* _Written request_
Repeat exactly the lines of the listing from the line containing "target | railing finial" through its last line, and nothing beyond them.

* _Records for this exercise_
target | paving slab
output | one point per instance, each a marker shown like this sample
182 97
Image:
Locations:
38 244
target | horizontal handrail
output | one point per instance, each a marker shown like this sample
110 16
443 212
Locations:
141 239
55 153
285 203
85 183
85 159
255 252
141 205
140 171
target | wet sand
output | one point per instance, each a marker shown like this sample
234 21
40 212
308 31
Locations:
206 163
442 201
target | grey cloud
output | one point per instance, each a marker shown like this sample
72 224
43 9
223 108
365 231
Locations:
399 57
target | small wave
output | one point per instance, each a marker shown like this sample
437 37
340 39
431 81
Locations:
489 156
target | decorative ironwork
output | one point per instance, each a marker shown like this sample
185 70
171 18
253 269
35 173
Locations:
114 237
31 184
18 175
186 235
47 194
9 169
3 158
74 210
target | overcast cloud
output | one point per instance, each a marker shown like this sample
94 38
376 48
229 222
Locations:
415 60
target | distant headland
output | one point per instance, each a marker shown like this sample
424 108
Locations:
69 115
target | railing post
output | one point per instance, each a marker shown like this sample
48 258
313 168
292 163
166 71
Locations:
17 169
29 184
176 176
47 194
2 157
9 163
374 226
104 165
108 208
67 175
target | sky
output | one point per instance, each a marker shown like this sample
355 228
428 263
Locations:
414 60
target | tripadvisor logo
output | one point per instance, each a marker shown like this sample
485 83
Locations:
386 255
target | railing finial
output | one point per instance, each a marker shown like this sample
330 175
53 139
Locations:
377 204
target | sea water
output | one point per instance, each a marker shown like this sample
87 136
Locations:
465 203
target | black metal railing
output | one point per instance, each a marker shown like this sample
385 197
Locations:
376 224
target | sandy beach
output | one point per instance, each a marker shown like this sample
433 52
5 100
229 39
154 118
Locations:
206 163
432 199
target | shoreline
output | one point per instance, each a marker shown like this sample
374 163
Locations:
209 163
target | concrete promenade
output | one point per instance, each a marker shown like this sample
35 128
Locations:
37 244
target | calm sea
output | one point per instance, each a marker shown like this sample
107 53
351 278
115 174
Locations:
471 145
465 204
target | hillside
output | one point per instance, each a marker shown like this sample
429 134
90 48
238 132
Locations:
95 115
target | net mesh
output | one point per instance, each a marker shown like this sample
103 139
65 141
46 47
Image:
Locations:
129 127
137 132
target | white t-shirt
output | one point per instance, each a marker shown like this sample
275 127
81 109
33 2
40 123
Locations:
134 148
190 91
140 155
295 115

* _Exercise answer_
target | railing finial
output | one point per instance, each a marker shown like this sample
330 175
53 139
Locations:
377 204
target | sea water
output | one point per instance, each a marker shown like this sample
87 136
Locations:
465 203
target | black metal railing
output | one point per instance, each a marker shown like this sample
385 197
Locations:
376 224
target | sandy beach
output | one point per instance, each a marker shown like this sample
433 52
5 100
229 39
154 118
Locations:
206 163
432 199
target | shoreline
output | one point per instance, each a marker shown like this sample
374 163
Locations:
209 163
target | concrete promenade
output | one point per instance, each a marker shown like this sample
35 128
Locations:
37 244
target | calm sea
output | one point per instance, each a marker shown like this sample
107 53
351 278
115 174
Locations:
471 145
465 204
target | hillside
output | one point per instance, each a marker shown like this sample
429 134
90 48
238 132
Locations:
95 115
target | net mesh
output | one point per instance, each a marker shown like this sample
103 139
65 141
46 47
Image:
Locations:
129 127
137 132
target | white t-shirt
output | one point per instance, each a marker shown like this sample
275 127
81 109
33 2
40 123
Locations:
134 148
190 91
140 155
295 115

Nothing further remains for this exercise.